• [WHAT THE TASK ASKS]
Output each line of the material exactly as it stands.
* begin MATERIAL *
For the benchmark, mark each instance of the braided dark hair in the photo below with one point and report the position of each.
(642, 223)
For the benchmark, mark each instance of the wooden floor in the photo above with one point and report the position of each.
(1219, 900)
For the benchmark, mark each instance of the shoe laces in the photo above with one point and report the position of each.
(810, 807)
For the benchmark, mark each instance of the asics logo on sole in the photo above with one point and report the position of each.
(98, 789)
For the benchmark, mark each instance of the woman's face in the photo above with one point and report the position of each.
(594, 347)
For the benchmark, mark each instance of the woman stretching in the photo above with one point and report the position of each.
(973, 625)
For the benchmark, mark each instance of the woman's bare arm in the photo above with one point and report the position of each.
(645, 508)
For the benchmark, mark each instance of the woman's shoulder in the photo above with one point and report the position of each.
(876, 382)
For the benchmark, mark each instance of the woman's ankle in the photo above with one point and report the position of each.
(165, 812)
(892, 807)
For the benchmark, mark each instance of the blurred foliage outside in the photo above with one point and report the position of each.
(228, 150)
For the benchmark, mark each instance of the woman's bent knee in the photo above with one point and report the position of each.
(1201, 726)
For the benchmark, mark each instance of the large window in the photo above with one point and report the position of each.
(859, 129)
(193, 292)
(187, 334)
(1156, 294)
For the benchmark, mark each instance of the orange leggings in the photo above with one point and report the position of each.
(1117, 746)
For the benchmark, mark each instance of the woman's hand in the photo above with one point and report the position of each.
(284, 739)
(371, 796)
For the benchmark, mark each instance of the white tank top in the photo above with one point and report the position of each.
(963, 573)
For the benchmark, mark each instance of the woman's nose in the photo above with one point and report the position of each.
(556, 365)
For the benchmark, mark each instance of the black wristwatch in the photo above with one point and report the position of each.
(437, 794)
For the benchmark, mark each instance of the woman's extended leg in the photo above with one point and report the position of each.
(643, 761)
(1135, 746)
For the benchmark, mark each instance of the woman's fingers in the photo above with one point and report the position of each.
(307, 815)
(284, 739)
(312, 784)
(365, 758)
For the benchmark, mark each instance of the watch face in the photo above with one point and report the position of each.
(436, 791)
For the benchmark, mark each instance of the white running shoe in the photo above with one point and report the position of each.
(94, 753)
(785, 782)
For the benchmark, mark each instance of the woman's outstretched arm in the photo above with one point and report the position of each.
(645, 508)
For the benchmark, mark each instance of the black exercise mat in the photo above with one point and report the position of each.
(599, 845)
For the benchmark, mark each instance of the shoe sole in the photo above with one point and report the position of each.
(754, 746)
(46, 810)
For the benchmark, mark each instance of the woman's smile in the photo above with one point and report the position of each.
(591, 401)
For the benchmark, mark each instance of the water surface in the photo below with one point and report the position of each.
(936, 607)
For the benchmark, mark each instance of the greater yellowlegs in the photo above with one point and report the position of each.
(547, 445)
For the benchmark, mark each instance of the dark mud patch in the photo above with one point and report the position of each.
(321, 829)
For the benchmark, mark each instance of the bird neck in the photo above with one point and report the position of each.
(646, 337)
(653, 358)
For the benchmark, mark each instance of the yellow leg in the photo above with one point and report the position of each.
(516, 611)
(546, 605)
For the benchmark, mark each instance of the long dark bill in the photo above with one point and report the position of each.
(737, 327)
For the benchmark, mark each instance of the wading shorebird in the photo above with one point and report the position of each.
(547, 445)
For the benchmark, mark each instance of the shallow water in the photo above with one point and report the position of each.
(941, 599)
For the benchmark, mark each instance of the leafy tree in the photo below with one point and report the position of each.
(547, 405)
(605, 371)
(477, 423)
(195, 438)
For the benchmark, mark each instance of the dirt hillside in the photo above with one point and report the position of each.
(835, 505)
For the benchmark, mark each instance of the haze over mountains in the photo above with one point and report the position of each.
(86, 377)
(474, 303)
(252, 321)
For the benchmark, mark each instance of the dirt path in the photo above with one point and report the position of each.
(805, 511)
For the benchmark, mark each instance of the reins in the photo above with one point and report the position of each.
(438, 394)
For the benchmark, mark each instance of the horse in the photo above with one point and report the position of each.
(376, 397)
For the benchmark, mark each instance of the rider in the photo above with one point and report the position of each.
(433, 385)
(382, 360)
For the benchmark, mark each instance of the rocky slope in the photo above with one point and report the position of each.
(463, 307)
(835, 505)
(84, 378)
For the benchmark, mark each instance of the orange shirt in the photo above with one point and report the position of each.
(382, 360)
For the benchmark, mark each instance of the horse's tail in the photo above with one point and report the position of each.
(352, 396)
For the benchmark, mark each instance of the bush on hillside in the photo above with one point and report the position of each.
* end MATERIAL *
• [FULL SOLUTION]
For the benchmark, mark each instance of the braided dark hair in the photo below with one point and report the position of each.
(642, 223)
For the benchmark, mark each instance of the wooden floor in the photo above with one point and report the position of each.
(1219, 900)
For the benchmark, mark each instance of the shoe laces in the photo above with one point and report the position of each.
(810, 807)
For the benchmark, mark each instance of the asics logo on sole in the photo above with one point and report the position of each.
(98, 789)
For the benchmark, mark each instance of the woman's face in the photo above with one point and report the position of each.
(594, 347)
For the benchmark, mark each instance of the woman stretching in the photo above with one point and report the position of each.
(973, 625)
For the benchmark, mark each instance of the woman's bare arm in the photo above with one point and report the position of each.
(645, 508)
For the benchmark, mark each instance of the woman's shoulder in the photo above with one point and report the position of each.
(876, 382)
For the benchmark, mark each instance of the woman's ankle in the photo above with one point and report the position of each.
(165, 812)
(892, 807)
For the benchmark, mark each instance of the blurred foliage outside in the photo above with one point and report the position of each.
(228, 150)
For the benchmark, mark each instance of the woman's bent knee in the photo above with one point and report the position of each.
(1201, 726)
For the benchmark, mark each instance of the large window in the photo above with one point and report the position of each.
(859, 129)
(193, 292)
(187, 334)
(1156, 294)
For the benchmark, mark each instance of the orange leggings in the photo above with one point and report the position of each.
(1117, 746)
For the benchmark, mark each instance of the woman's hand in the photo above with one point and report the position of each.
(284, 739)
(371, 796)
For the benchmark, mark each instance of the white tank top in the photo above with one point and report the position of each.
(963, 573)
For the benchmark, mark each instance of the woman's nose in the photo above with one point and report the position of each.
(556, 365)
For the benchmark, mark each instance of the black wristwatch in the photo above with one point and report the position of each.
(437, 794)
For the benchmark, mark each instance of the woman's extended leg in the photo above with one point and report the position of each.
(643, 761)
(1135, 746)
For the benchmark, mark each instance of the woman's fingers in the photo above with one point and report the position of each.
(307, 815)
(284, 739)
(312, 784)
(365, 758)
For the benchmark, mark each instance of the watch face in the photo above with one point and report the position of each.
(436, 791)
For the benchmark, mark each instance of the white running shoe in the photo above with one point and report the position of each.
(94, 753)
(785, 782)
For the benchmark, mark each instance of the woman's outstretched arm in the photo above with one point and report the position of each.
(645, 508)
For the benchmark, mark each instance of the black exercise mat in the photo above with one point and report the position of each.
(599, 845)
For the benchmark, mark each instance of the shoe sole in the photo above with one point and report the position of each.
(754, 746)
(46, 810)
For the benchmark, mark each instance of the woman's smile in the photo above with one point and report the position of each.
(591, 401)
For the benchmark, mark each instance of the water surface in the photo below with one point and report the position of each.
(936, 607)
For the benchmark, mark each instance of the greater yellowlegs in the photo above with one point and report the position of each.
(547, 445)
For the benchmark, mark each instance of the dark mud patch in the photo above with one point and report the position of each.
(321, 829)
For the benchmark, mark each instance of the bird neck in the photo above with one point and report the position of each.
(646, 337)
(653, 358)
For the benchmark, mark each instance of the yellow leg in the photo above with one point and report the position of each.
(516, 611)
(546, 605)
For the benchmark, mark each instance of the long dark bill in the photo above with one point and report the position of each.
(737, 327)
For the benchmark, mark each instance of the wading shorebird in the photo above with one point and report the position of each.
(547, 445)
For the benchmark, mark each instance of the shallow water in the photo above with one point and report the position of each.
(941, 599)
For the benchmark, mark each instance of the leafy tree in the photo below with one point and report the position of each.
(547, 405)
(605, 371)
(477, 423)
(195, 438)
For the benchmark, mark each instance of the dirt hillside in the photo above with one point and report the position of each.
(835, 505)
For the benchmark, mark each instance of the haze over mountains in the photo above with one point and report the position of each.
(86, 377)
(474, 303)
(252, 321)
For the benchmark, mark each instance of the dirt path in the photo above with one point and report the position of each.
(805, 511)
For the benchmark, mark each instance of the reins in the photo above with one point and report the position of each.
(438, 394)
For the benchmark, mark each instance of the horse in the photo above with one point and report the position of each.
(376, 397)
For the benchmark, mark each instance of the rider in the photo above with one point and report the position of each.
(433, 385)
(382, 360)
For the benchmark, mark each instance of the rocky slope in the photo above with one point and report the position of each.
(463, 307)
(835, 505)
(84, 378)
For the benchmark, mark each instance of the orange shirt in the photo above with one point and report the position of each.
(382, 360)
For the benchmark, mark each instance of the horse's tail in the photo above with one point and report the position of each.
(352, 396)
For the benchmark, mark each instance of the bush on hillside in the photo above with one point and report the position of each.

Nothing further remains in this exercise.